-- START --

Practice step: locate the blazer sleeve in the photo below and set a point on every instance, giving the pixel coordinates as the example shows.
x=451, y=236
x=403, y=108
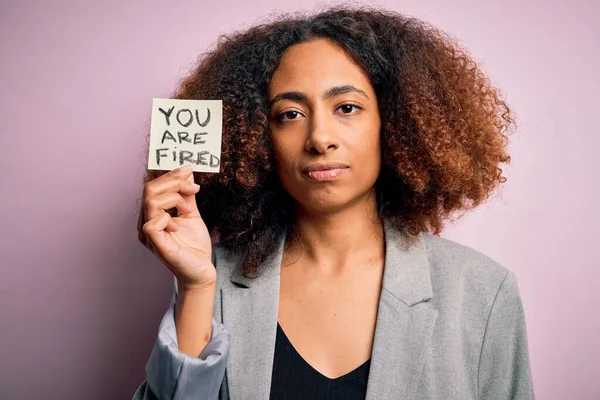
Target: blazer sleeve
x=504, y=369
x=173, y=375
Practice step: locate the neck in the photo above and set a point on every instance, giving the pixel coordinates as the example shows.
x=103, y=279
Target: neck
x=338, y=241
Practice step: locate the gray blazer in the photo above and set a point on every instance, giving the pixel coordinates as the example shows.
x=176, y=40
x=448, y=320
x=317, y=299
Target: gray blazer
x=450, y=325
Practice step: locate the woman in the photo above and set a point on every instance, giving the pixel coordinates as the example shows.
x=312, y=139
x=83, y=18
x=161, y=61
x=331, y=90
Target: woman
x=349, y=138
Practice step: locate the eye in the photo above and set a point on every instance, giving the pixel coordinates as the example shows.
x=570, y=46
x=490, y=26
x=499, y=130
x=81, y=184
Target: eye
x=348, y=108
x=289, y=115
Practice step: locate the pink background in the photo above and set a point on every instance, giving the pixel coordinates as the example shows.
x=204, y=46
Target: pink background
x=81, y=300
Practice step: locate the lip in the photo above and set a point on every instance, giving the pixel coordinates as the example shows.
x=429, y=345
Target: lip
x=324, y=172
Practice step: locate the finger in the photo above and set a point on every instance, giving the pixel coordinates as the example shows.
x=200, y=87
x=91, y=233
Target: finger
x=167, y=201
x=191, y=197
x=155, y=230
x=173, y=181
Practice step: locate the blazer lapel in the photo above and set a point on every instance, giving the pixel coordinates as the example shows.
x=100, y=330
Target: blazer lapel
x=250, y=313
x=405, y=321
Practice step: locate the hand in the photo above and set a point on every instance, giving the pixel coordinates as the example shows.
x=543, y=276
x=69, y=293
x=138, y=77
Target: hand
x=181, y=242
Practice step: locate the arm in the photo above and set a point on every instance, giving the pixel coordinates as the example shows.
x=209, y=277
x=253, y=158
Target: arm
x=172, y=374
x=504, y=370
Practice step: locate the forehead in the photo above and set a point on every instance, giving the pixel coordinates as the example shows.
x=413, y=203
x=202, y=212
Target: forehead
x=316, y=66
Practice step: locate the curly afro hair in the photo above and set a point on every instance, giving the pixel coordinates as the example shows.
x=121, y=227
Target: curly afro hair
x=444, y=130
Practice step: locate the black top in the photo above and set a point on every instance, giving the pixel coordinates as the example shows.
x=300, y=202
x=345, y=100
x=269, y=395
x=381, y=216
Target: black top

-- END --

* _Instructions for the task_
Transcribe the listing above verbatim. Omit the pictures.

* _Task answer_
Practice step: locate the blazer sleeve in the photo below and set a point on every instance, giving the pixel coordinates as the example shows.
x=451, y=236
x=403, y=108
Target: blazer sleeve
x=504, y=369
x=173, y=375
Practice step: locate the neck in the photo above and set a point on every instance, giving the pixel coordinates as the example shows.
x=103, y=279
Target: neck
x=338, y=241
Practice step: locate the gray blazer in the photo above and set a point on every instance, giving the pixel coordinates as the example shows.
x=176, y=40
x=448, y=320
x=317, y=299
Target: gray blazer
x=450, y=325
Practice step: locate the woman in the photo above and set a point on every instance, giving the pixel coordinates as the example shows.
x=312, y=139
x=83, y=18
x=161, y=61
x=331, y=90
Target: woman
x=349, y=138
Practice step: locate the eye in the photo above and set a point on every instance, giving the pixel coordinates as the example shows.
x=570, y=46
x=490, y=26
x=499, y=130
x=81, y=184
Target: eye
x=348, y=108
x=289, y=115
Practice step: locate the pink background in the photo above and set a point on every instance, giving the pixel coordinates as the example shows.
x=204, y=46
Target: pink background
x=81, y=300
Practice step: locate the lip in the photo above and set a point on every instance, giving the pixel coordinates as the example shows.
x=429, y=345
Target: lip
x=324, y=172
Practice step: locate the finger in the photo above and set a point on every instance, giving the pixel coordinates as the example shows.
x=200, y=87
x=91, y=233
Target: finger
x=167, y=201
x=191, y=197
x=155, y=230
x=173, y=181
Practice step: locate the blazer lapel in the photo above and set a point on every instance, giving the pixel coordinates as the example shows.
x=100, y=330
Target: blazer lapel
x=250, y=313
x=405, y=321
Practice step: locate the hand in the photo above and set a point on every instance, giving the pixel coordinates as the example shows.
x=543, y=276
x=69, y=293
x=138, y=77
Target: hand
x=181, y=242
Practice step: locate the arm in the photo above and set a point on every instance, giving the pixel coordinates as the example shows.
x=209, y=277
x=253, y=158
Target: arm
x=172, y=374
x=504, y=370
Practice step: locate the forehead in the photo above and set a point on every instance, giving the pixel coordinates as the example shows.
x=413, y=203
x=202, y=212
Target: forehead
x=316, y=66
Practice step: locate the curly afro hair in the photo above and set a point on every instance, giving the pixel coordinates as the example shows.
x=121, y=227
Target: curly afro hair
x=444, y=130
Practice step: locate the black top in the photo above and set a point on every instance, giving the pixel coordinates as the example shows.
x=300, y=202
x=345, y=100
x=269, y=395
x=381, y=216
Target: black top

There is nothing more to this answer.